# Instruction 1
Count the lines of the records below that contain the string "green", treating uppercase and lowercase as different. Reply with only the number.

The goal of this project is to provide an example of how and where to use DbUnit in conjunction with an in-memory H2 database.
There are many important things to keep in mind when testing code that "lives near" the database. I will highlight a few concerns here, and recommend reading some excellent notes by Jens Schauder, copied at the bottom of this page. An in-memory database instance is commonly used as a substitute for a more burly or full-featured database (like PostgreSQL or Oracle) when testing. The combination of DbUnit and H2 makes assumptions about certain testing philosophies, mainly stemming from the fact that we don't live in a perfect world. Ideally, tests should be run against the same database vendor that will be in use with the production application. However, this would require every developer, tester, and continuous integration engine to have a dedicated database, which is rarely possible. For this reason (and with an interest in faster-running test suites) projects often concede to using a stand-in database (like H2) for testing. Given that there is some element of risk with the DbUnit/H2 combination, it should only used when needed. Consider the following dependency diagram.
Most applications are built in such a way as to isolate code that "touches" the database from the rest of the application. This layer between the database and the rest of the application is usually known as the Database Access Layer (DAL). Its purpose, of course, is to minimize/isolate the changes required when the database schema is modified and/or the database vendor is changed. As it turns out, the DAL abstraction also serves to delineate where DbUnit should be employed – at least when using a "pseudo" database for testing. As mentioned in the notes at the bottom of this page, the rest of the application can simply "inject" the DAL as a dependency, thereby allowing for testing without the need for a database (and without the need for DbUnit). The different methods referenced in the above diagram are used in the example application below.

Entries drawn from a collection

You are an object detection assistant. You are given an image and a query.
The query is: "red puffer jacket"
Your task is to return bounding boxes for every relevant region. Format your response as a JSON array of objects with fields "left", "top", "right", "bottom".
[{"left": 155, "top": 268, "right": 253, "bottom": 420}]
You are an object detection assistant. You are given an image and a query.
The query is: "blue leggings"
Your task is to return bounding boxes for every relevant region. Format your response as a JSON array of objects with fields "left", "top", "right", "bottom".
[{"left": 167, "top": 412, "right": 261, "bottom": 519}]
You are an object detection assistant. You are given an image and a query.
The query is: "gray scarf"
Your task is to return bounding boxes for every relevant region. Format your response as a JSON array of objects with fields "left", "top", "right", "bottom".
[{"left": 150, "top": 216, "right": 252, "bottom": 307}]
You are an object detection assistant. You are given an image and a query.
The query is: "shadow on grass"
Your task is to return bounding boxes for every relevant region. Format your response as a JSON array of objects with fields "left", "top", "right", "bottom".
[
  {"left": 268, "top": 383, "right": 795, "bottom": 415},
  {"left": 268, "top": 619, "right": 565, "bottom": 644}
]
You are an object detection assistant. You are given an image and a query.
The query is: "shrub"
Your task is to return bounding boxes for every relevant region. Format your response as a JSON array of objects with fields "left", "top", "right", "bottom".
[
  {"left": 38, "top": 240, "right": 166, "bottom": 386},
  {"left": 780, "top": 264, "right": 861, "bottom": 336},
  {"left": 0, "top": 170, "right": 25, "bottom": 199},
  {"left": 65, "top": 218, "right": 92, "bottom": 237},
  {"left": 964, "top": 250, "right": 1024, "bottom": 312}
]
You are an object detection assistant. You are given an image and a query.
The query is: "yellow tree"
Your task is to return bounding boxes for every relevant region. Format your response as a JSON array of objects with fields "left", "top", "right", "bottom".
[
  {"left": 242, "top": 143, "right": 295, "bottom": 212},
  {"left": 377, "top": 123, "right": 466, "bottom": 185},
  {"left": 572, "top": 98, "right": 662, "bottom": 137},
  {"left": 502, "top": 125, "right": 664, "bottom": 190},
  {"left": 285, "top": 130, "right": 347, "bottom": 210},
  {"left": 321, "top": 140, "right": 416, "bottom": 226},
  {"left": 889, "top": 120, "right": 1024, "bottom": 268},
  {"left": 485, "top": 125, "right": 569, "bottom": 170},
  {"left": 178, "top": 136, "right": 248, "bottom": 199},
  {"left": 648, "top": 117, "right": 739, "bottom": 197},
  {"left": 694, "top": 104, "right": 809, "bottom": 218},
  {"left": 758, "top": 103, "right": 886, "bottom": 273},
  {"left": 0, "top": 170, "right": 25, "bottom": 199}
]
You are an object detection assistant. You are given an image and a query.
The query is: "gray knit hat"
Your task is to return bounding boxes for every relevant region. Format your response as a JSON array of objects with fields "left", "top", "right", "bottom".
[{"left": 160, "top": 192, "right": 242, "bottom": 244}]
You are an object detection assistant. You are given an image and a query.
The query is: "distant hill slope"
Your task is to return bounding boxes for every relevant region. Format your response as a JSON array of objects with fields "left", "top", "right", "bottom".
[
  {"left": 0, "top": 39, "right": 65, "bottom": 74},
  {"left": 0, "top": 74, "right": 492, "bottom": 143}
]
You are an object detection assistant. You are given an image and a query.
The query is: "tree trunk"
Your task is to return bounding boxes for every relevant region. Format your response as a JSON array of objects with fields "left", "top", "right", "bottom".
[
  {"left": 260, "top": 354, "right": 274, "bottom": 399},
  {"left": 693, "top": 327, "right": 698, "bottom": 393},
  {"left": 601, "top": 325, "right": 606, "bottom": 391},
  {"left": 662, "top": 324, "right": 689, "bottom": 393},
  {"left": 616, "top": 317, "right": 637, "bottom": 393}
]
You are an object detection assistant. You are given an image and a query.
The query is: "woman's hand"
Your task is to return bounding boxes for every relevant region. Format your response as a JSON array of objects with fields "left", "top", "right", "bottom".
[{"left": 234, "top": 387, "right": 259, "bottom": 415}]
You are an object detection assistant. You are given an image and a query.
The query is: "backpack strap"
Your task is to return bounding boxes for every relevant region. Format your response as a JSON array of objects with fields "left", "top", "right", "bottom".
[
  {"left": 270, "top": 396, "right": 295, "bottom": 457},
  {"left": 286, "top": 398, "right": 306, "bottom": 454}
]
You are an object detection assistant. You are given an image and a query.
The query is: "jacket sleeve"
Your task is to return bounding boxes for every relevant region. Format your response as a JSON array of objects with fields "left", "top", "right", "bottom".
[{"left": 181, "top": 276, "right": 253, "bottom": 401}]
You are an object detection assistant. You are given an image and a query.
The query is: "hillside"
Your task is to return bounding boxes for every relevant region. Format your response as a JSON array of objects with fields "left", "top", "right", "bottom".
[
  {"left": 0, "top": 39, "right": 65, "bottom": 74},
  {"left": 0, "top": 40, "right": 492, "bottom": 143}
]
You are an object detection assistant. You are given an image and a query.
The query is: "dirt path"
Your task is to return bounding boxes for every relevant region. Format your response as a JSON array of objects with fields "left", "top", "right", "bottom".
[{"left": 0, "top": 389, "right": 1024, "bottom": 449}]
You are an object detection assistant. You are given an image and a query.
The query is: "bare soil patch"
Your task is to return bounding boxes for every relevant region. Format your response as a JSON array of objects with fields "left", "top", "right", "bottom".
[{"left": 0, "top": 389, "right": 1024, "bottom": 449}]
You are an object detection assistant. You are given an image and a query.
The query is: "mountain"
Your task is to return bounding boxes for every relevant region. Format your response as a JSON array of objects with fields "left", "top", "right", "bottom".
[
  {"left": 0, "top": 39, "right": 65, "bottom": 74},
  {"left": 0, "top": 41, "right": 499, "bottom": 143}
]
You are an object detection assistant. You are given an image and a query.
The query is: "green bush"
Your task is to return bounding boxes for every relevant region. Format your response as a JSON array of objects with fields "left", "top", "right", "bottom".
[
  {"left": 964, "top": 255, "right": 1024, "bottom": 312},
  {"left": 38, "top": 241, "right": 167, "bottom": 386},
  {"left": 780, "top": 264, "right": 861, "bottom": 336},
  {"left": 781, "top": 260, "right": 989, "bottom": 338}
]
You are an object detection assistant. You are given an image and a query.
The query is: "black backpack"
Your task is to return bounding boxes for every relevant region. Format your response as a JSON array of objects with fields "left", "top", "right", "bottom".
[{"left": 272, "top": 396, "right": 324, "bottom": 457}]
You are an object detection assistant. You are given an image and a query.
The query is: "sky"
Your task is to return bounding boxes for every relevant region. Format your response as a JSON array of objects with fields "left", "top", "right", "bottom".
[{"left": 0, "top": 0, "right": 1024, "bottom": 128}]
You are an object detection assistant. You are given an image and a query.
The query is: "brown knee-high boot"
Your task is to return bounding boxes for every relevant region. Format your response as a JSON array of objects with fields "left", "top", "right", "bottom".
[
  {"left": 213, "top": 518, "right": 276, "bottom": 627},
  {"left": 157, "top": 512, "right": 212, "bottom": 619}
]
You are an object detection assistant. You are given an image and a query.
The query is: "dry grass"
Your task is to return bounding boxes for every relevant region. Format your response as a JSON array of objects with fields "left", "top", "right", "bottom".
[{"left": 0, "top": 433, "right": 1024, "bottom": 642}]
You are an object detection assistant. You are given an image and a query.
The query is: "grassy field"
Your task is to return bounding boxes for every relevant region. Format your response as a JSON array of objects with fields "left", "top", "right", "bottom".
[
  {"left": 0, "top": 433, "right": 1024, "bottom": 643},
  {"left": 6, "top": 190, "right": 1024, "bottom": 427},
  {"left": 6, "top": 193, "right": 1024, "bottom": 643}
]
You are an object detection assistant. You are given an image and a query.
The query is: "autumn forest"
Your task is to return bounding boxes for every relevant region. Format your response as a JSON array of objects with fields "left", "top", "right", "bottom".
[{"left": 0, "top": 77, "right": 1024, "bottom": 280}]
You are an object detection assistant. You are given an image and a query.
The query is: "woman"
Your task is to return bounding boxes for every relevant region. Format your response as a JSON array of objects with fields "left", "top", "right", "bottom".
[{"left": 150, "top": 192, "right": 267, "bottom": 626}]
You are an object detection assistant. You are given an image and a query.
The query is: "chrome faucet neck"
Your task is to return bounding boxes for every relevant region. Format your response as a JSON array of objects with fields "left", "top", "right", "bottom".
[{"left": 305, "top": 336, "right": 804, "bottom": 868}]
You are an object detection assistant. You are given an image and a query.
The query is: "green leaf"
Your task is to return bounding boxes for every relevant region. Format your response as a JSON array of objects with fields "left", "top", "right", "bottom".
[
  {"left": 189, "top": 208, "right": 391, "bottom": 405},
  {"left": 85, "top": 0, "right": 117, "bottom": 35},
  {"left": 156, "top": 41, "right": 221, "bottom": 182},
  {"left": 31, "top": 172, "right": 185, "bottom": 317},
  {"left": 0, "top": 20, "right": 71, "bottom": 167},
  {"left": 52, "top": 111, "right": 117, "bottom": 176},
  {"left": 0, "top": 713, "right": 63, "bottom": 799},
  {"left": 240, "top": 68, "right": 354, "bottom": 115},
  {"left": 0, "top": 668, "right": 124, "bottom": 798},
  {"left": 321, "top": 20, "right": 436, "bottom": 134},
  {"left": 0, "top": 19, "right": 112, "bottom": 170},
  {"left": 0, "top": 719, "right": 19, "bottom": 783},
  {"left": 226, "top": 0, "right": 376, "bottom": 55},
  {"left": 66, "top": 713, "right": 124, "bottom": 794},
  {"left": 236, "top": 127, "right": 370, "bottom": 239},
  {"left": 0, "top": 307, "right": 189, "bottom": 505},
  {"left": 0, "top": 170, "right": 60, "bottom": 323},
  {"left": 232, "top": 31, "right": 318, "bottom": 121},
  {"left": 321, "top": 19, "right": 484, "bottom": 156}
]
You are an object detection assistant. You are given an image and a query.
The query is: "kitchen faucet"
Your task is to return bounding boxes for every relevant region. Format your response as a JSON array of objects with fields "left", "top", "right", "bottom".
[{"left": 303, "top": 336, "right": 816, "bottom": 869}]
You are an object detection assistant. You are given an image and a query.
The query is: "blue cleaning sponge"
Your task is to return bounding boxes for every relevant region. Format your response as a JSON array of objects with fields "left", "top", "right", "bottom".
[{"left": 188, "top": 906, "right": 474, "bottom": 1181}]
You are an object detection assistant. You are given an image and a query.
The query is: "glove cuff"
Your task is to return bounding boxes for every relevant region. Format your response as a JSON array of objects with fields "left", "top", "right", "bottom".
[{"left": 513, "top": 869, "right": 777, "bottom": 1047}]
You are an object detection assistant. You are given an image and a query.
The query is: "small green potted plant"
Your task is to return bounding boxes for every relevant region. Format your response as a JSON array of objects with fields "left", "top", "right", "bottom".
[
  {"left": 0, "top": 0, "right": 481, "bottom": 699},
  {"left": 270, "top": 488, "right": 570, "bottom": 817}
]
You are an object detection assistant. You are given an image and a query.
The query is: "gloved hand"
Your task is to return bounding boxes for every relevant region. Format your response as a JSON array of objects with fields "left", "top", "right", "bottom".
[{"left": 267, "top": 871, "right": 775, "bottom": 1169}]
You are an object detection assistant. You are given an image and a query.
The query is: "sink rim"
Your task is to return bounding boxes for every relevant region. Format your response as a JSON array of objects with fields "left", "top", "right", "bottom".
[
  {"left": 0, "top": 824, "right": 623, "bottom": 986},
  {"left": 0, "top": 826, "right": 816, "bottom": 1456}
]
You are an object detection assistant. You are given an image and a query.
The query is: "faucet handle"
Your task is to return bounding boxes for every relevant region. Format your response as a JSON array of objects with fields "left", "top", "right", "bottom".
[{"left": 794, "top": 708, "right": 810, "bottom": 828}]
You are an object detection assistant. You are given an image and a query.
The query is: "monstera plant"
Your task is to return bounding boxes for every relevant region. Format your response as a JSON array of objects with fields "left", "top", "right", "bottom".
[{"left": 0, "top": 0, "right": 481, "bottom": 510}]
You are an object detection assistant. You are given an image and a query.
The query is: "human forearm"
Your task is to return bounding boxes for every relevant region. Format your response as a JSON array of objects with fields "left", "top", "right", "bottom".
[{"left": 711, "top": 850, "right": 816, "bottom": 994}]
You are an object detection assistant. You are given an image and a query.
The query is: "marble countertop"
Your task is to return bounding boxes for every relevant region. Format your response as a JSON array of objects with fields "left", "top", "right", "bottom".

# Instruction 2
Reproduce the passage from the DbUnit and H2 text above, starting at "Most applications are" and ending at "example application below.".

# Response 1
3

# Response 2
Most applications are built in such a way as to isolate code that "touches" the database from the rest of the application. This layer between the database and the rest of the application is usually known as the Database Access Layer (DAL). Its purpose, of course, is to minimize/isolate the changes required when the database schema is modified and/or the database vendor is changed. As it turns out, the DAL abstraction also serves to delineate where DbUnit should be employed – at least when using a "pseudo" database for testing. As mentioned in the notes at the bottom of this page, the rest of the application can simply "inject" the DAL as a dependency, thereby allowing for testing without the need for a database (and without the need for DbUnit). The different methods referenced in the above diagram are used in the example application below.